* [What is required]:
Return a copy of every line in the data below that contains "dried".
┌─ Records supplied
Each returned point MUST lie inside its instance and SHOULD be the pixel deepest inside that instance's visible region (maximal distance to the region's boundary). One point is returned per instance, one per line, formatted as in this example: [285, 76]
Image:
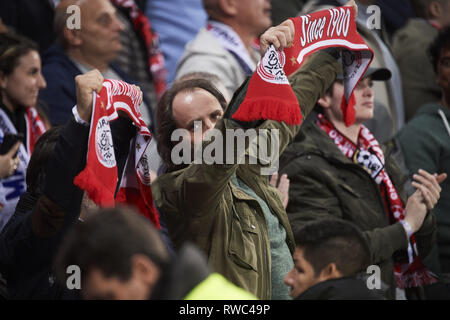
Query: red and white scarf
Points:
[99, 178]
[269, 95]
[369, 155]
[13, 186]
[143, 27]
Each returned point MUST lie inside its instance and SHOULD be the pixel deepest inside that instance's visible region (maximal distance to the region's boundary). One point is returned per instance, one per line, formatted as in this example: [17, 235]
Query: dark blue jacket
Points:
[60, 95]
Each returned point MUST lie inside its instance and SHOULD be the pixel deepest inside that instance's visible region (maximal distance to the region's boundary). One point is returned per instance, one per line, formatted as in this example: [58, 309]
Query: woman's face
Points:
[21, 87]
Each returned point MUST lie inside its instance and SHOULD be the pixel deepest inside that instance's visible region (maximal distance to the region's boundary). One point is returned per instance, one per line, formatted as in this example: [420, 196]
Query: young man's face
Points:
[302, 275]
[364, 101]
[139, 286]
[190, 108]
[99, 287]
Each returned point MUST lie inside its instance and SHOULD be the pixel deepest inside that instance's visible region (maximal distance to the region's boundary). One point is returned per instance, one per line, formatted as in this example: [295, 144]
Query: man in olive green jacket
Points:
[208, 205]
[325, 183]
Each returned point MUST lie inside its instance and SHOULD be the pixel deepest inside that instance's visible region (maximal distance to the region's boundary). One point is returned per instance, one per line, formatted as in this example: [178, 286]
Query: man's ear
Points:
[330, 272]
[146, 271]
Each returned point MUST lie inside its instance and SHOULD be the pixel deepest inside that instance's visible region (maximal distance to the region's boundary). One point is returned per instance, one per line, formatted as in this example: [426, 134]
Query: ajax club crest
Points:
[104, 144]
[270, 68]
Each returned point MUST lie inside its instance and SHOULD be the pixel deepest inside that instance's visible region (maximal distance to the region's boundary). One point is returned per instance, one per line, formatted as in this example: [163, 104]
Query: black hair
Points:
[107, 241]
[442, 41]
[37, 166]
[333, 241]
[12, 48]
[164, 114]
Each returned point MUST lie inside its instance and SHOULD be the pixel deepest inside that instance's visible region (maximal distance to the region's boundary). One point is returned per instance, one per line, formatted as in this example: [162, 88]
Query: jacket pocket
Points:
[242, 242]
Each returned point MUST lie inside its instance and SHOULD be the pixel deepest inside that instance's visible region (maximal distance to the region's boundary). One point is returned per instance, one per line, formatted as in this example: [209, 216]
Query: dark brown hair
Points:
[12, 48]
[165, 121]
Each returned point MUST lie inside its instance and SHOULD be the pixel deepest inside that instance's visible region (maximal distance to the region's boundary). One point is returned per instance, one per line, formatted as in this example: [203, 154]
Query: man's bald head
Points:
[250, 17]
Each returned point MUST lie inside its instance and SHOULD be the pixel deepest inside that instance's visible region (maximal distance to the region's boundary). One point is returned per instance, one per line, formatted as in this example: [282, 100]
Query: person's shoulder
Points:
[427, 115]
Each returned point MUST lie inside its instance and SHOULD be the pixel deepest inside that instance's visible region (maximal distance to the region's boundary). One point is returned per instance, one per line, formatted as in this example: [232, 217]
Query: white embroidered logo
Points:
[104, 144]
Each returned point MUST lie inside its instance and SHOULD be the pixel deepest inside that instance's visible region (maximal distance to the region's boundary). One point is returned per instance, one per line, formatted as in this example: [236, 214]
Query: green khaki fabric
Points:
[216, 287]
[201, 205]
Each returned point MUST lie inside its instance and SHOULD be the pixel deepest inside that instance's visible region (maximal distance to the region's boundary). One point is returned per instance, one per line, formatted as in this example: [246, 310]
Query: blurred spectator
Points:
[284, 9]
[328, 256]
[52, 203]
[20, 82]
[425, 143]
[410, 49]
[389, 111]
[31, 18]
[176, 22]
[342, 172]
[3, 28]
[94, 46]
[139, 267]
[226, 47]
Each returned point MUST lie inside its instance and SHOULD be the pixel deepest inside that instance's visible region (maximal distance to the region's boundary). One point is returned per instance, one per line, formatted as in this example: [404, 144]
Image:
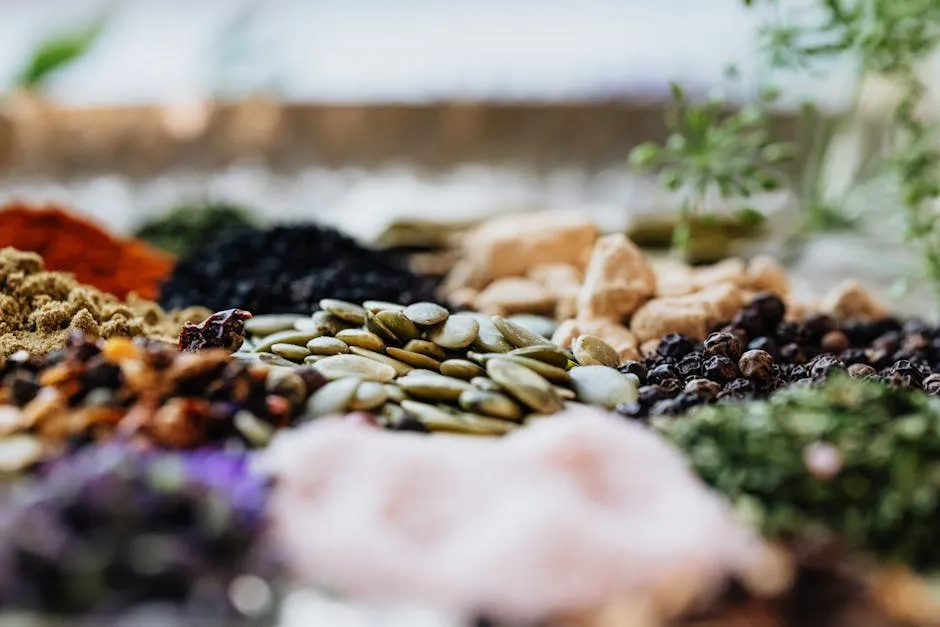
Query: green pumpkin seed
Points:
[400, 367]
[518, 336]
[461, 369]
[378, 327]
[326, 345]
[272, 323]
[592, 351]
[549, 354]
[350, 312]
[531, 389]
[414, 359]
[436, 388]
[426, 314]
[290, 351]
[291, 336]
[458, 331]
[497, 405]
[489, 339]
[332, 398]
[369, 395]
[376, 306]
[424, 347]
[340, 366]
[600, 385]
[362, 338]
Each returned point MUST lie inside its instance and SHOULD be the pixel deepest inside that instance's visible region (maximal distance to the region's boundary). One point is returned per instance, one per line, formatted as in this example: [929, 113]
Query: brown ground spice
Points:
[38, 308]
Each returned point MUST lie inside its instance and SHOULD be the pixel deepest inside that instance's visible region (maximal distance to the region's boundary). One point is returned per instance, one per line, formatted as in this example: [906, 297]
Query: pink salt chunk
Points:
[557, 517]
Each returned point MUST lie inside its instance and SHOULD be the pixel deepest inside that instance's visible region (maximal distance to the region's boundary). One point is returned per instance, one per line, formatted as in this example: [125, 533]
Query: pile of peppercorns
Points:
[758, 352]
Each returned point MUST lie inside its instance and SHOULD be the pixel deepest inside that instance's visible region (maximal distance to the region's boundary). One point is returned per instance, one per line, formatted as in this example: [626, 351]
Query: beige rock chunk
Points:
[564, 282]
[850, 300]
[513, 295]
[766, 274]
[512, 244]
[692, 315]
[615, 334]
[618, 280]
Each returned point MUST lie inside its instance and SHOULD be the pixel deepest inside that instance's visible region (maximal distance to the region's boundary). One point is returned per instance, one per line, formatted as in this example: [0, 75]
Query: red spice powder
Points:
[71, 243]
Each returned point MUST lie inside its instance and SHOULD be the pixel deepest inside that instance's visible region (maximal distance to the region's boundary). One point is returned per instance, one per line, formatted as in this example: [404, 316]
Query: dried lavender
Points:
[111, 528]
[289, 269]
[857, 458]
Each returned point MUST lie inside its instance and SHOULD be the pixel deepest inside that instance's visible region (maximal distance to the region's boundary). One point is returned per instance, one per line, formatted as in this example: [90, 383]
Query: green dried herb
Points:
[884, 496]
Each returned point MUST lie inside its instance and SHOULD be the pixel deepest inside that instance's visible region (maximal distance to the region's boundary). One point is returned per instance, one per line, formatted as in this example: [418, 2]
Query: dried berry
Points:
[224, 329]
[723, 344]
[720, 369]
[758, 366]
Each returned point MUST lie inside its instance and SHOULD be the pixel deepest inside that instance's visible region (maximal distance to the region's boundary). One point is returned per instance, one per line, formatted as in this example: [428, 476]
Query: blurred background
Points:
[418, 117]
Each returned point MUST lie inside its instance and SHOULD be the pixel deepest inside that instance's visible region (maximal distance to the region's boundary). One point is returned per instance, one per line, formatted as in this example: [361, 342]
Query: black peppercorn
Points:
└─
* [Exercise response]:
Query: dried lavender
Query: green dried herb
Query: dried berry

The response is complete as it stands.